(READING TEXT)
At Google I/O the company introduced LaMDA as a model for generating dynamic responses to queries, which could grant Google Assistant better conversational capabilities
Revealed at Google I/O, LaMDA is a language model for dialogue applications. Citing the improvements in search and Google Assistant results, Google CEO Sundar Pichai mentioned that sometimes the results are not as natural as they could be.
"Sensible responses keep conversations going," said Sundar, before a demonstration of LaMDA itself.
The idea is a continuation of Google's BERT system for understanding the context of terms in a search query. By learning concepts on a subject and in language, it can provide more natural-sounding responses, which can flow into a conversation.
In demonstrations, LaMDA is used to demonstrate a conversation with Pluto and a paper airplane. Each LaMDA model held its own part of a conversation with a user, including innocuous questions such as "Tell me what I would see if I visited" resulting in a description of the landscape and frozen icebergs on Pluto's surface.

(SET PROBLEM)
Pick up the passage on Google's LaMDA dialogue model after its final sentence and continue it.

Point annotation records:
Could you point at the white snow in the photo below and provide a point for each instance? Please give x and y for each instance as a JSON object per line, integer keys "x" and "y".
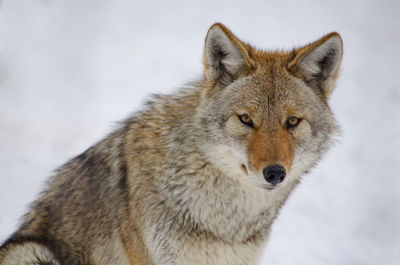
{"x": 70, "y": 69}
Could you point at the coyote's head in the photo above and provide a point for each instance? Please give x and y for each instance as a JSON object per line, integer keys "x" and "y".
{"x": 265, "y": 115}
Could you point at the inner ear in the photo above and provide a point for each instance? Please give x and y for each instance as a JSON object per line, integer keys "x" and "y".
{"x": 224, "y": 55}
{"x": 319, "y": 63}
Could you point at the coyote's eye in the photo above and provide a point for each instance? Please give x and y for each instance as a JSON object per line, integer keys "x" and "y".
{"x": 292, "y": 122}
{"x": 246, "y": 120}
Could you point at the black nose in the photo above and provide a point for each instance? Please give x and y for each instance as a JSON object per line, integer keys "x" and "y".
{"x": 274, "y": 174}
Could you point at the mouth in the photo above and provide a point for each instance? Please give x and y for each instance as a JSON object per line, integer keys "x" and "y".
{"x": 266, "y": 187}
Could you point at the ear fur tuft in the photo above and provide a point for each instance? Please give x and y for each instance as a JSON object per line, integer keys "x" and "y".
{"x": 318, "y": 63}
{"x": 224, "y": 55}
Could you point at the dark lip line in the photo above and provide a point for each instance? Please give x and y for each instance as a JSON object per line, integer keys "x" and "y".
{"x": 269, "y": 188}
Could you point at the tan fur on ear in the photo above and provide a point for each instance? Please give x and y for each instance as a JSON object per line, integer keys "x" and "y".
{"x": 318, "y": 63}
{"x": 224, "y": 53}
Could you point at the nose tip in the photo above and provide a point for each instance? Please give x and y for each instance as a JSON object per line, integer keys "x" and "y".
{"x": 274, "y": 174}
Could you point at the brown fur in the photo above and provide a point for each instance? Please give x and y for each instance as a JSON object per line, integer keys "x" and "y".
{"x": 170, "y": 186}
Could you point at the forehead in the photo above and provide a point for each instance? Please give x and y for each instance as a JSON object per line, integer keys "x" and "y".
{"x": 271, "y": 91}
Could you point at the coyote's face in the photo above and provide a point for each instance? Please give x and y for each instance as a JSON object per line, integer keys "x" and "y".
{"x": 265, "y": 114}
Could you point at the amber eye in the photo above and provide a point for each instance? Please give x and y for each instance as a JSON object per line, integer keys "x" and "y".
{"x": 292, "y": 122}
{"x": 246, "y": 120}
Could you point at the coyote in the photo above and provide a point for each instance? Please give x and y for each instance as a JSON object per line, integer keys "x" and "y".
{"x": 197, "y": 177}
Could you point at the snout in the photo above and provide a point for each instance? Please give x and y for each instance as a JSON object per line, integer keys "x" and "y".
{"x": 274, "y": 174}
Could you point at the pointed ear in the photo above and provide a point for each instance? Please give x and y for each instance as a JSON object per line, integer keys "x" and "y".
{"x": 225, "y": 56}
{"x": 318, "y": 63}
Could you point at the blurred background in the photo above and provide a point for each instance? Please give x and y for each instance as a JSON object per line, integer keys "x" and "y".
{"x": 69, "y": 70}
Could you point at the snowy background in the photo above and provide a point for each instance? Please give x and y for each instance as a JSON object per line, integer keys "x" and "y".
{"x": 70, "y": 69}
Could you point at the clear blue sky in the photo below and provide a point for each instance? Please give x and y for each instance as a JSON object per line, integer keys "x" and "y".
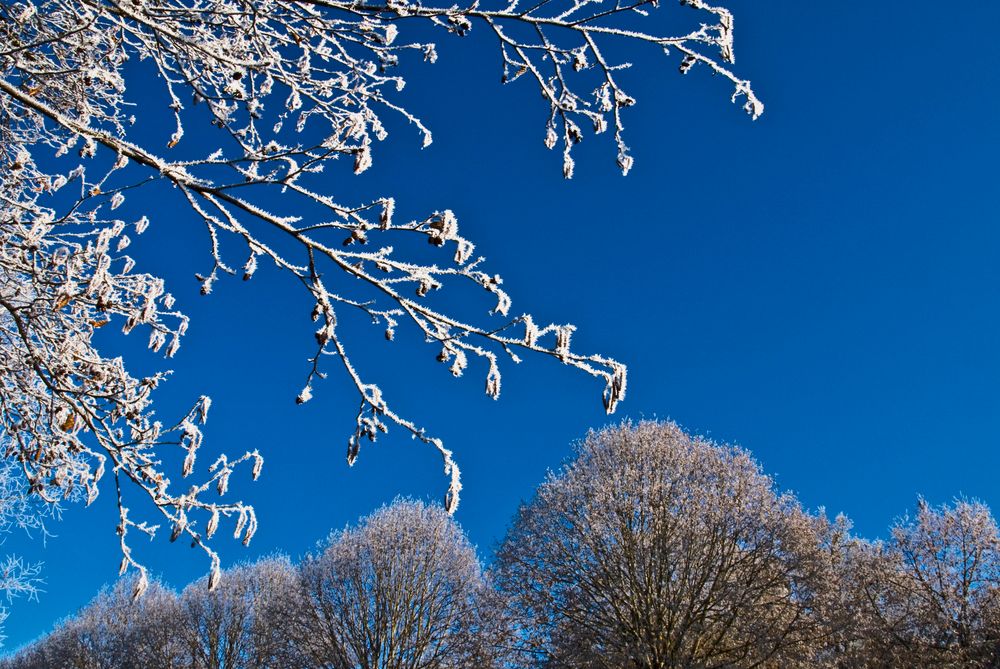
{"x": 819, "y": 286}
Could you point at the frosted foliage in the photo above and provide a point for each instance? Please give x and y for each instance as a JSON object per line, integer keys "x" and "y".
{"x": 931, "y": 592}
{"x": 403, "y": 590}
{"x": 114, "y": 631}
{"x": 19, "y": 511}
{"x": 653, "y": 549}
{"x": 290, "y": 86}
{"x": 241, "y": 624}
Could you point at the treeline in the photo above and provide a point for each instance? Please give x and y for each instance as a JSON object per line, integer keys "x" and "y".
{"x": 651, "y": 549}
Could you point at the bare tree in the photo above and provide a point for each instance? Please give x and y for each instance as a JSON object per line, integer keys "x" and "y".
{"x": 114, "y": 631}
{"x": 290, "y": 86}
{"x": 932, "y": 591}
{"x": 402, "y": 590}
{"x": 243, "y": 623}
{"x": 654, "y": 549}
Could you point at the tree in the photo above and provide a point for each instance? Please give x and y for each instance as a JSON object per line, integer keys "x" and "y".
{"x": 402, "y": 590}
{"x": 290, "y": 86}
{"x": 655, "y": 549}
{"x": 19, "y": 511}
{"x": 114, "y": 631}
{"x": 931, "y": 593}
{"x": 241, "y": 624}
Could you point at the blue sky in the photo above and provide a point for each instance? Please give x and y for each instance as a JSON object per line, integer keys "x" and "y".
{"x": 819, "y": 286}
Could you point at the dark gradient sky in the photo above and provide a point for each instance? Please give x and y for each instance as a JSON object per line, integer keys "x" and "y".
{"x": 819, "y": 286}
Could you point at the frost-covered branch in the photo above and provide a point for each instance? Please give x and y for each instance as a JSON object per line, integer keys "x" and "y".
{"x": 290, "y": 86}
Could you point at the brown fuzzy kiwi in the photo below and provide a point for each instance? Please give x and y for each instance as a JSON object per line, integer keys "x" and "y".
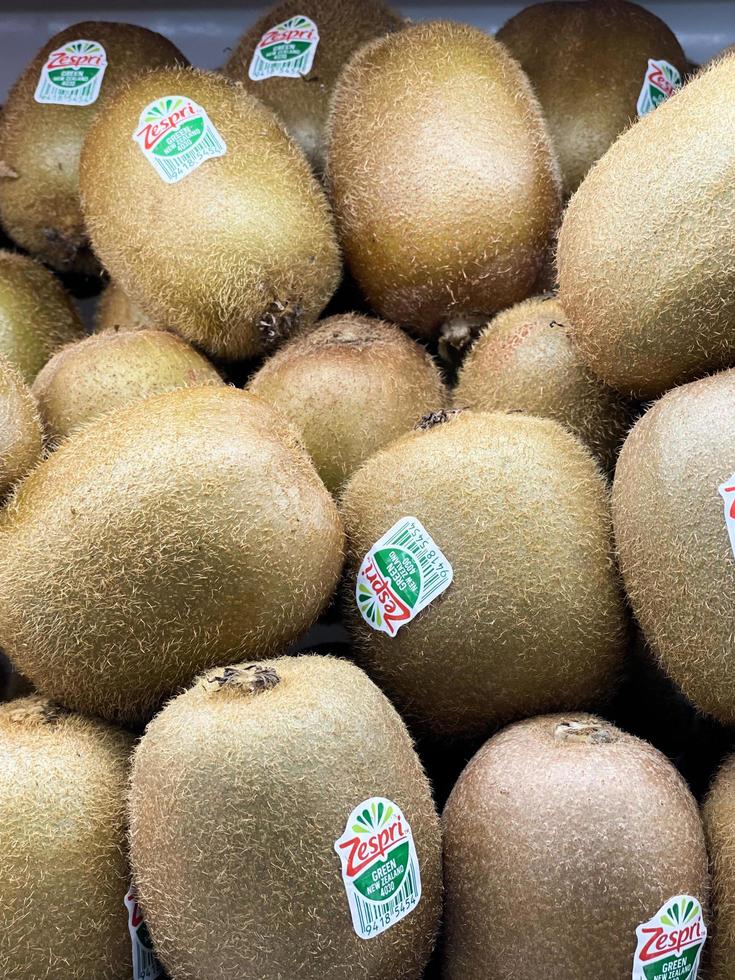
{"x": 525, "y": 361}
{"x": 63, "y": 866}
{"x": 21, "y": 438}
{"x": 350, "y": 387}
{"x": 161, "y": 540}
{"x": 561, "y": 837}
{"x": 675, "y": 553}
{"x": 442, "y": 176}
{"x": 303, "y": 103}
{"x": 236, "y": 254}
{"x": 534, "y": 618}
{"x": 588, "y": 79}
{"x": 239, "y": 791}
{"x": 107, "y": 371}
{"x": 37, "y": 316}
{"x": 40, "y": 143}
{"x": 645, "y": 268}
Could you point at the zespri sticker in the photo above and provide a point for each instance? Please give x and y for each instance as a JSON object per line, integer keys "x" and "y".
{"x": 401, "y": 574}
{"x": 380, "y": 869}
{"x": 72, "y": 75}
{"x": 286, "y": 50}
{"x": 670, "y": 944}
{"x": 176, "y": 136}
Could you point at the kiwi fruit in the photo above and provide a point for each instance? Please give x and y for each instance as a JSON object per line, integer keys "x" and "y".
{"x": 644, "y": 257}
{"x": 350, "y": 387}
{"x": 63, "y": 869}
{"x": 442, "y": 177}
{"x": 159, "y": 540}
{"x": 107, "y": 371}
{"x": 589, "y": 77}
{"x": 241, "y": 788}
{"x": 40, "y": 142}
{"x": 533, "y": 619}
{"x": 675, "y": 553}
{"x": 302, "y": 101}
{"x": 555, "y": 851}
{"x": 37, "y": 316}
{"x": 525, "y": 361}
{"x": 236, "y": 253}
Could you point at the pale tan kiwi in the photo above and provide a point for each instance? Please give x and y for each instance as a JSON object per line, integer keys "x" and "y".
{"x": 350, "y": 387}
{"x": 587, "y": 62}
{"x": 63, "y": 866}
{"x": 525, "y": 361}
{"x": 237, "y": 253}
{"x": 21, "y": 439}
{"x": 534, "y": 617}
{"x": 442, "y": 176}
{"x": 675, "y": 552}
{"x": 303, "y": 103}
{"x": 36, "y": 314}
{"x": 107, "y": 371}
{"x": 161, "y": 540}
{"x": 644, "y": 257}
{"x": 40, "y": 143}
{"x": 239, "y": 791}
{"x": 561, "y": 837}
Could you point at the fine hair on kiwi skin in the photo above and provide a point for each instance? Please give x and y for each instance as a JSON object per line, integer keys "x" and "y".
{"x": 303, "y": 103}
{"x": 553, "y": 834}
{"x": 63, "y": 865}
{"x": 271, "y": 757}
{"x": 350, "y": 386}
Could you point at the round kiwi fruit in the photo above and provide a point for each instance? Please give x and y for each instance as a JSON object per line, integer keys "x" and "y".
{"x": 302, "y": 101}
{"x": 107, "y": 371}
{"x": 589, "y": 77}
{"x": 525, "y": 361}
{"x": 243, "y": 250}
{"x": 442, "y": 177}
{"x": 241, "y": 789}
{"x": 533, "y": 619}
{"x": 645, "y": 269}
{"x": 156, "y": 542}
{"x": 561, "y": 837}
{"x": 350, "y": 387}
{"x": 40, "y": 142}
{"x": 63, "y": 869}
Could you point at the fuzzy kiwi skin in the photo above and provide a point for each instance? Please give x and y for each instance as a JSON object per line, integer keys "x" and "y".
{"x": 442, "y": 176}
{"x": 63, "y": 865}
{"x": 525, "y": 361}
{"x": 303, "y": 103}
{"x": 645, "y": 268}
{"x": 107, "y": 371}
{"x": 40, "y": 144}
{"x": 37, "y": 315}
{"x": 243, "y": 249}
{"x": 554, "y": 851}
{"x": 534, "y": 618}
{"x": 350, "y": 387}
{"x": 602, "y": 45}
{"x": 239, "y": 789}
{"x": 159, "y": 540}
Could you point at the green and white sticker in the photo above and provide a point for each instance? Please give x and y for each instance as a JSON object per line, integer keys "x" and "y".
{"x": 400, "y": 575}
{"x": 660, "y": 81}
{"x": 670, "y": 944}
{"x": 176, "y": 136}
{"x": 380, "y": 869}
{"x": 286, "y": 50}
{"x": 72, "y": 75}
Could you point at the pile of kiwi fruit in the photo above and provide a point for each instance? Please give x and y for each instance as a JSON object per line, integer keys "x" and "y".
{"x": 367, "y": 501}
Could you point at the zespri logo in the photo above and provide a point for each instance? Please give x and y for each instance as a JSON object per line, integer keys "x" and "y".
{"x": 380, "y": 868}
{"x": 670, "y": 944}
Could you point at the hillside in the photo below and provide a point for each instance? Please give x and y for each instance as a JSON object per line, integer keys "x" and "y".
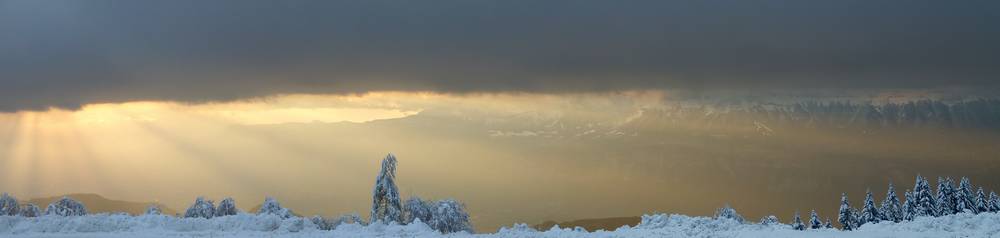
{"x": 98, "y": 204}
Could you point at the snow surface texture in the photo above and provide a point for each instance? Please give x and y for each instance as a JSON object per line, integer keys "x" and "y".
{"x": 269, "y": 225}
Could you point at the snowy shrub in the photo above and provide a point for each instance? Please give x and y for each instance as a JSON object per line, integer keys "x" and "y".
{"x": 153, "y": 209}
{"x": 385, "y": 196}
{"x": 66, "y": 207}
{"x": 416, "y": 208}
{"x": 227, "y": 207}
{"x": 450, "y": 216}
{"x": 271, "y": 206}
{"x": 769, "y": 220}
{"x": 727, "y": 212}
{"x": 201, "y": 208}
{"x": 814, "y": 222}
{"x": 797, "y": 222}
{"x": 8, "y": 205}
{"x": 30, "y": 210}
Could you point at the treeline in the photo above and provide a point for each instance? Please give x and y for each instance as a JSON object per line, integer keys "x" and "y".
{"x": 922, "y": 201}
{"x": 445, "y": 215}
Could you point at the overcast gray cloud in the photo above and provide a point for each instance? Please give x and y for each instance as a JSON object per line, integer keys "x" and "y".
{"x": 69, "y": 53}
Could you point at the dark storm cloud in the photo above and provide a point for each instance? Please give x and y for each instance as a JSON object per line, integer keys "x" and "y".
{"x": 68, "y": 53}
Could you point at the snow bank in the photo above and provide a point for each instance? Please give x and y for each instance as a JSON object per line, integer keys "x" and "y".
{"x": 249, "y": 225}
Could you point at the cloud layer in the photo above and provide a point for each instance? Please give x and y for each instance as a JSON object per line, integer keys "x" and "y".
{"x": 66, "y": 54}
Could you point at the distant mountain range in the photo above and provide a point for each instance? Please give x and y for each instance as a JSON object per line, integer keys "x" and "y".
{"x": 98, "y": 204}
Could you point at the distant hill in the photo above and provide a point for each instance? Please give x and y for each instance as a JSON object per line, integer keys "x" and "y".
{"x": 608, "y": 224}
{"x": 98, "y": 204}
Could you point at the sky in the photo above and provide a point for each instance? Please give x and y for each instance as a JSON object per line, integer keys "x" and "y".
{"x": 525, "y": 110}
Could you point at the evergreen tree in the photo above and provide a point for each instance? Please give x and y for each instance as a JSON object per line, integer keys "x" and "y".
{"x": 769, "y": 220}
{"x": 982, "y": 204}
{"x": 909, "y": 206}
{"x": 201, "y": 208}
{"x": 797, "y": 222}
{"x": 450, "y": 216}
{"x": 416, "y": 208}
{"x": 814, "y": 222}
{"x": 227, "y": 207}
{"x": 994, "y": 202}
{"x": 30, "y": 210}
{"x": 153, "y": 209}
{"x": 869, "y": 213}
{"x": 925, "y": 204}
{"x": 66, "y": 207}
{"x": 272, "y": 207}
{"x": 846, "y": 216}
{"x": 946, "y": 197}
{"x": 386, "y": 206}
{"x": 891, "y": 209}
{"x": 964, "y": 197}
{"x": 727, "y": 212}
{"x": 8, "y": 205}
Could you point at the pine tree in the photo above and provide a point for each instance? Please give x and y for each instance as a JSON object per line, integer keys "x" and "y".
{"x": 925, "y": 203}
{"x": 66, "y": 207}
{"x": 201, "y": 208}
{"x": 8, "y": 205}
{"x": 965, "y": 199}
{"x": 227, "y": 207}
{"x": 909, "y": 206}
{"x": 769, "y": 220}
{"x": 416, "y": 208}
{"x": 30, "y": 210}
{"x": 891, "y": 209}
{"x": 994, "y": 202}
{"x": 814, "y": 222}
{"x": 869, "y": 213}
{"x": 797, "y": 222}
{"x": 946, "y": 197}
{"x": 727, "y": 212}
{"x": 846, "y": 216}
{"x": 386, "y": 206}
{"x": 272, "y": 207}
{"x": 153, "y": 209}
{"x": 982, "y": 204}
{"x": 450, "y": 216}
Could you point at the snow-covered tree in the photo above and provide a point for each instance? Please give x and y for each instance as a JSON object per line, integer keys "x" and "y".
{"x": 814, "y": 222}
{"x": 925, "y": 202}
{"x": 201, "y": 208}
{"x": 450, "y": 216}
{"x": 797, "y": 222}
{"x": 727, "y": 212}
{"x": 869, "y": 213}
{"x": 416, "y": 208}
{"x": 227, "y": 207}
{"x": 909, "y": 206}
{"x": 30, "y": 210}
{"x": 846, "y": 216}
{"x": 994, "y": 202}
{"x": 965, "y": 198}
{"x": 891, "y": 209}
{"x": 271, "y": 206}
{"x": 769, "y": 220}
{"x": 982, "y": 203}
{"x": 8, "y": 205}
{"x": 946, "y": 197}
{"x": 66, "y": 207}
{"x": 386, "y": 206}
{"x": 153, "y": 209}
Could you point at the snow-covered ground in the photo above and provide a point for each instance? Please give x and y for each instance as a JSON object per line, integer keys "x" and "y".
{"x": 247, "y": 225}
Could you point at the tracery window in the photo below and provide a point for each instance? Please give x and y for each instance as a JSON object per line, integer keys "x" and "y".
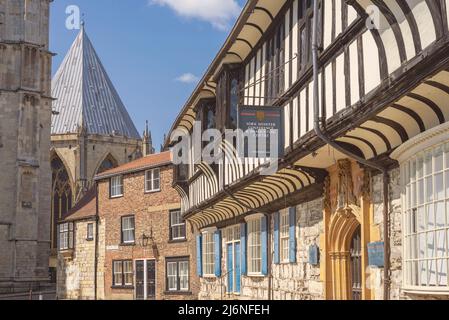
{"x": 62, "y": 194}
{"x": 107, "y": 164}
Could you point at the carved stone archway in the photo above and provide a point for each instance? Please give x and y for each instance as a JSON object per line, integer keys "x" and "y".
{"x": 343, "y": 225}
{"x": 347, "y": 207}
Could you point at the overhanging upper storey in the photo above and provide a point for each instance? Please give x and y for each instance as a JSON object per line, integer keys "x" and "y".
{"x": 383, "y": 79}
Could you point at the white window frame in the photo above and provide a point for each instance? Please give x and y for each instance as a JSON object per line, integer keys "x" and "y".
{"x": 116, "y": 188}
{"x": 150, "y": 180}
{"x": 117, "y": 272}
{"x": 415, "y": 222}
{"x": 180, "y": 225}
{"x": 172, "y": 266}
{"x": 254, "y": 225}
{"x": 124, "y": 271}
{"x": 128, "y": 228}
{"x": 208, "y": 251}
{"x": 90, "y": 231}
{"x": 178, "y": 274}
{"x": 284, "y": 236}
{"x": 183, "y": 274}
{"x": 66, "y": 236}
{"x": 128, "y": 271}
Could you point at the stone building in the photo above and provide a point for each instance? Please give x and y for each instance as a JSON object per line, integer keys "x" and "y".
{"x": 126, "y": 240}
{"x": 149, "y": 249}
{"x": 91, "y": 129}
{"x": 356, "y": 206}
{"x": 25, "y": 112}
{"x": 78, "y": 250}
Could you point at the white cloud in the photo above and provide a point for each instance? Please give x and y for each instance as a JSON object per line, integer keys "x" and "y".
{"x": 219, "y": 13}
{"x": 187, "y": 78}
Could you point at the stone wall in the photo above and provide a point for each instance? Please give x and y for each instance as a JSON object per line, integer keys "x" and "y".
{"x": 25, "y": 68}
{"x": 291, "y": 281}
{"x": 76, "y": 276}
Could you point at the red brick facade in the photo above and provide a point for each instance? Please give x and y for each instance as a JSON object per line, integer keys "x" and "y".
{"x": 151, "y": 211}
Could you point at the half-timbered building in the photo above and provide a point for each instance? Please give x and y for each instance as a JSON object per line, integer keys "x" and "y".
{"x": 358, "y": 207}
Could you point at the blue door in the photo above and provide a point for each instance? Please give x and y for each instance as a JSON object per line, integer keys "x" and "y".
{"x": 233, "y": 267}
{"x": 237, "y": 273}
{"x": 230, "y": 267}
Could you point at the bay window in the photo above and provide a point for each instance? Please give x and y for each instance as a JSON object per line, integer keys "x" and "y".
{"x": 426, "y": 218}
{"x": 284, "y": 236}
{"x": 254, "y": 247}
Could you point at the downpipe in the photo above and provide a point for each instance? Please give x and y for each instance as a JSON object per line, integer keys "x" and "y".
{"x": 322, "y": 135}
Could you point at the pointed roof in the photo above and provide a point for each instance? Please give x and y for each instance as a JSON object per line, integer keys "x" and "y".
{"x": 86, "y": 97}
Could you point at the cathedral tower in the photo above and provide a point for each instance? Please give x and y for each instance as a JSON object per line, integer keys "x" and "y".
{"x": 91, "y": 129}
{"x": 25, "y": 113}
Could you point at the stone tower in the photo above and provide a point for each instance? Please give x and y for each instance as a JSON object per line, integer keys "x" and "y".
{"x": 91, "y": 129}
{"x": 25, "y": 115}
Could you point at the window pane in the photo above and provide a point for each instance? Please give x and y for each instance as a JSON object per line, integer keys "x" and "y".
{"x": 439, "y": 186}
{"x": 441, "y": 243}
{"x": 442, "y": 272}
{"x": 118, "y": 272}
{"x": 438, "y": 159}
{"x": 128, "y": 272}
{"x": 172, "y": 276}
{"x": 184, "y": 275}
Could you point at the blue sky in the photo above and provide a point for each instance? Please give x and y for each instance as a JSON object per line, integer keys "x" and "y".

(TASK OUTPUT)
Google is still developing LaMDA, and it is "still early research," Pichai admits, with it currently only working on text at the moment. Google intends to make it multi-modal, to understand images and video alongside text.
Eventually, this could lead to the Google Assistant becoming more conversational in nature for its users. The research may also drive Apple towards further advancements with its own Siri, bringing its own virtual assistant up to speed with the search company's version, and making it more chatty for users.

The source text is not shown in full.